_EXERCISE PROMPT_. Rescale everything from the line containing "Would you please place a dot on the green lawn" down to the end of the data, writing all those lines out again in full, requests included. Multiply each coordinate in the answers by 0.2 and round to whole numbers, with halves going up, but leave the numbers in the requests and their format samples as they are.

_MATERIAL PROVIDED_.
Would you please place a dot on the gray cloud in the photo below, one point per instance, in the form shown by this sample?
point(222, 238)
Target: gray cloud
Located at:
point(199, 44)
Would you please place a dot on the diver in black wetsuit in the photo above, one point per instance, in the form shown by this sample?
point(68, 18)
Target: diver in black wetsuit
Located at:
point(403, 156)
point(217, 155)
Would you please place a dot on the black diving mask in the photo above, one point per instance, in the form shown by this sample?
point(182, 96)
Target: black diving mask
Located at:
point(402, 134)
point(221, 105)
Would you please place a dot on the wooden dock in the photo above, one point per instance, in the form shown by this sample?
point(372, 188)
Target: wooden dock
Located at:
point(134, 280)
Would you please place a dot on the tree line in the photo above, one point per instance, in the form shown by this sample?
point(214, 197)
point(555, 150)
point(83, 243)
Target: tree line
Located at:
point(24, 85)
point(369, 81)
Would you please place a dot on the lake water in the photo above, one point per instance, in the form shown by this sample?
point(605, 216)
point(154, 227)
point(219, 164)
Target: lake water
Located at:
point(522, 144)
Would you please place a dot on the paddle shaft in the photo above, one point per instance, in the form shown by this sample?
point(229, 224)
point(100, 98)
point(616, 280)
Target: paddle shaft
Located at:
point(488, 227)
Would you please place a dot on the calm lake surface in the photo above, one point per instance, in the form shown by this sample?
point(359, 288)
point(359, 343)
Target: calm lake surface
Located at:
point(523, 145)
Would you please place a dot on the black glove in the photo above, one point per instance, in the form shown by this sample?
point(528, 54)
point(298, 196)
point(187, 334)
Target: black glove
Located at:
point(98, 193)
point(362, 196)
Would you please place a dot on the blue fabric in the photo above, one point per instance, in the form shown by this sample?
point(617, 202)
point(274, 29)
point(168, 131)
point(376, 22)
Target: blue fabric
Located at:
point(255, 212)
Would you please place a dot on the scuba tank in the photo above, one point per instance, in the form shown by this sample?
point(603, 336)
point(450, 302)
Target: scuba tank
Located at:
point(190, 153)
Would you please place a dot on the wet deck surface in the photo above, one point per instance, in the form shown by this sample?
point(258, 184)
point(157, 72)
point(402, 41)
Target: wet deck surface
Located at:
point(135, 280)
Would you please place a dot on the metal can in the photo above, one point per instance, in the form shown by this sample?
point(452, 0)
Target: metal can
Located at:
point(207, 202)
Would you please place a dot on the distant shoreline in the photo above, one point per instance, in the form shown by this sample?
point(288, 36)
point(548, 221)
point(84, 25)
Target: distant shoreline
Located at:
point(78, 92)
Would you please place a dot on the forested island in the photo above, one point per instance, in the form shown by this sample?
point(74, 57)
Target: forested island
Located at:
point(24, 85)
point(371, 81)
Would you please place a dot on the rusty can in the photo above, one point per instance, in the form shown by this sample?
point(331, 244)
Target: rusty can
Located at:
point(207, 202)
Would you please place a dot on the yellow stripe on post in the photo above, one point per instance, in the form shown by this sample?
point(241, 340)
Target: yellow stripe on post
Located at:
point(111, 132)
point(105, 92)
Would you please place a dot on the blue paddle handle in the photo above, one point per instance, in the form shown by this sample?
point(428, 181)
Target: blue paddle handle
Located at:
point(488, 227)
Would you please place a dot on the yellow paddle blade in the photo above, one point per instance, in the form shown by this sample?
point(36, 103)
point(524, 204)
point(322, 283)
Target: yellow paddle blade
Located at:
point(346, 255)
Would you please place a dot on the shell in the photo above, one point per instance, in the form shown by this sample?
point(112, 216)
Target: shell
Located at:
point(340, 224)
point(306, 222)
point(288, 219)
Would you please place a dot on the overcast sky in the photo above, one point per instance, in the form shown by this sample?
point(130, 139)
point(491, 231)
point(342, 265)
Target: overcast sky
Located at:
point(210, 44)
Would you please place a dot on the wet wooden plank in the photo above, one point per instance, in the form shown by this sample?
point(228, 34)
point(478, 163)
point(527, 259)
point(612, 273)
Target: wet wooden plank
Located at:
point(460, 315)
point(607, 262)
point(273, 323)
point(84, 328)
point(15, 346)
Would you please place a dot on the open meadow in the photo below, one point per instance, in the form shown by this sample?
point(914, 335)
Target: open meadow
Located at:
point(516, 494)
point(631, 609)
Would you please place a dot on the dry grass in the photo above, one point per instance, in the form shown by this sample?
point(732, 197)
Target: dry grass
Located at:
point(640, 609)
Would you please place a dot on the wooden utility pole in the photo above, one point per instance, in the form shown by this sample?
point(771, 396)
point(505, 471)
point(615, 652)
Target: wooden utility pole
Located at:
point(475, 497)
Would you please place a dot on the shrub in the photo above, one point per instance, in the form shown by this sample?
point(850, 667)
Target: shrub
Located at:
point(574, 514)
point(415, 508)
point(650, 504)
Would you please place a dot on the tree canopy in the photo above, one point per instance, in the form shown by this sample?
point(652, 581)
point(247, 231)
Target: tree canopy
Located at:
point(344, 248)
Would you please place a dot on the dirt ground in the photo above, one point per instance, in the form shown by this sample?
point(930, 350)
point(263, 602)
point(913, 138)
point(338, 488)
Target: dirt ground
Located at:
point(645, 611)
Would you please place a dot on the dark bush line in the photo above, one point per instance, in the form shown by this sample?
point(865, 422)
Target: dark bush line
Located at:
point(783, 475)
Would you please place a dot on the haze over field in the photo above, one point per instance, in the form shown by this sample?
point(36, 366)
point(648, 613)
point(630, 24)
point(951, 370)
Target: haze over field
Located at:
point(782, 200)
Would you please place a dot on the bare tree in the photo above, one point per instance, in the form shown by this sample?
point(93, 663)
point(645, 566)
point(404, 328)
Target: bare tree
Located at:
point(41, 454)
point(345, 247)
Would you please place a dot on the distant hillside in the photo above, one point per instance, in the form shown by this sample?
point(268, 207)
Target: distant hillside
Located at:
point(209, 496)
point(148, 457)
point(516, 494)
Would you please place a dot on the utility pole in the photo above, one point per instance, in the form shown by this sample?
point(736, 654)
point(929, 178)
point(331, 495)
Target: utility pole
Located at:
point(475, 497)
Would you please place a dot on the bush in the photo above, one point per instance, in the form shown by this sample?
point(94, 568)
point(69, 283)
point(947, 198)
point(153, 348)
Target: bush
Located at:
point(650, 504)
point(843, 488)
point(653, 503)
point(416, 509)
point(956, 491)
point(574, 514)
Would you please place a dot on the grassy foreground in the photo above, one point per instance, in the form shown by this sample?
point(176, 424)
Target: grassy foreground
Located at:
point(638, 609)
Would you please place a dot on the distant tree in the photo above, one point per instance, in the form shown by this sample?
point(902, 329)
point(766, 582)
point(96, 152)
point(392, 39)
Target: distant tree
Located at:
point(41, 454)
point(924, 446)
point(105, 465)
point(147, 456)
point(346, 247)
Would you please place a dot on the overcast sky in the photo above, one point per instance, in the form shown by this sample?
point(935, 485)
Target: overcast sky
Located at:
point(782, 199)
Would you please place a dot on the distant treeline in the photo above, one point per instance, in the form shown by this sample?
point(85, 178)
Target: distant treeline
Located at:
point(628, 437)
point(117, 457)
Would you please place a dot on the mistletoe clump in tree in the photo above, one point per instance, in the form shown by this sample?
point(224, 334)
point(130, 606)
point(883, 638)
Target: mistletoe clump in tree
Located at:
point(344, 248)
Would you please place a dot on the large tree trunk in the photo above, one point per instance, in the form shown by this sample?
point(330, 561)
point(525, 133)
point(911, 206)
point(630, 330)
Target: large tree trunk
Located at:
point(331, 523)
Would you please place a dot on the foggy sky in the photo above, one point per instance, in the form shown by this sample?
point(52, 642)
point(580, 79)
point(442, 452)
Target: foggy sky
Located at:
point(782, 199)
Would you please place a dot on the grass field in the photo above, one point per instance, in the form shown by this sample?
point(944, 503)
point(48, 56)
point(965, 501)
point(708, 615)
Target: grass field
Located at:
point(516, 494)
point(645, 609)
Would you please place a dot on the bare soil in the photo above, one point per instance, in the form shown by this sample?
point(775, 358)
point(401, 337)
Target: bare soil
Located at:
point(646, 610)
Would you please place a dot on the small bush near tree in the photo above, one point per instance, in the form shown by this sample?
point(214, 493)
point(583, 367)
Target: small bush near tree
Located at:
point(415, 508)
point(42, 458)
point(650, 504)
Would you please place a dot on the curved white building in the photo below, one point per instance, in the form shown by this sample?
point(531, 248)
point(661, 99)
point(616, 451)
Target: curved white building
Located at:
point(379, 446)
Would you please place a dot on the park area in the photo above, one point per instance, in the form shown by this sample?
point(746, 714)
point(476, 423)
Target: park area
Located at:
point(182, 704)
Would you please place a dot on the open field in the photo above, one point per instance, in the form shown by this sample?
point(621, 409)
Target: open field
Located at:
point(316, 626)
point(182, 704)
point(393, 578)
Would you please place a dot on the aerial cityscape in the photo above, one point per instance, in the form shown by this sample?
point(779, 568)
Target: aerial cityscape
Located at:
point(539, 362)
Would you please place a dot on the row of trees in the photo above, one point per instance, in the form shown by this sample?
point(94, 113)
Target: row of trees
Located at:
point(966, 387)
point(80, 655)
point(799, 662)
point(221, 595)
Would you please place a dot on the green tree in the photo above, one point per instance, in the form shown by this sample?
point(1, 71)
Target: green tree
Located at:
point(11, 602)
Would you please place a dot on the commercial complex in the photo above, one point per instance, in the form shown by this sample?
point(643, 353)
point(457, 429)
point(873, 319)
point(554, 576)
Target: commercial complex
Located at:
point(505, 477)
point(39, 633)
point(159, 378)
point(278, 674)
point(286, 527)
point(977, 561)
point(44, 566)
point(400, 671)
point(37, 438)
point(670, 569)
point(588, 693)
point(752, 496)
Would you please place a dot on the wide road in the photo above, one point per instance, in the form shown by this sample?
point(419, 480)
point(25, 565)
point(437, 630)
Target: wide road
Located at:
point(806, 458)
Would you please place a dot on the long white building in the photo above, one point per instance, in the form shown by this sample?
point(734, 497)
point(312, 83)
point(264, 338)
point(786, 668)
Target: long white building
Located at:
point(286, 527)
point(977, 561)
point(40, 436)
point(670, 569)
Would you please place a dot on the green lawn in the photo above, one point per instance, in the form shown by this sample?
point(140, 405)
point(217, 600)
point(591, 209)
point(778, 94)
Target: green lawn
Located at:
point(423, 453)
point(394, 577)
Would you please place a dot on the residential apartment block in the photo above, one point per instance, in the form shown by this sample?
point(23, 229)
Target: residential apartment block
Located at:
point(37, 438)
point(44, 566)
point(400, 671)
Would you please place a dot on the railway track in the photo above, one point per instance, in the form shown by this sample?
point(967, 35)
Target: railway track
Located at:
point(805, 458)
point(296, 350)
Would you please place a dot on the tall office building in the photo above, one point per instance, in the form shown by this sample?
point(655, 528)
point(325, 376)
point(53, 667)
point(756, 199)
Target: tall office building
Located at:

_TASK RESULT_.
Would you please place a dot on the green lawn in the photo above, one point per instance, in the form shown by this sample?
point(140, 405)
point(217, 600)
point(591, 209)
point(778, 94)
Target: green lawn
Located at:
point(85, 91)
point(79, 115)
Would you please place a dot on the residential apartment block in the photo above, one point per instance, in the form shown by this sample?
point(23, 229)
Target: residential apartment block
Located at:
point(7, 88)
point(9, 113)
point(80, 134)
Would you please place a dot on the railway track in the photo above, one point per instance, in the form shown by this sample?
point(967, 35)
Target: railway track
Located at:
point(161, 92)
point(59, 70)
Would you please place a dot on the tall office building in the photo above, one point per instance, in the form shown by this sample?
point(655, 528)
point(325, 376)
point(53, 667)
point(756, 199)
Target: tall office building
Located at:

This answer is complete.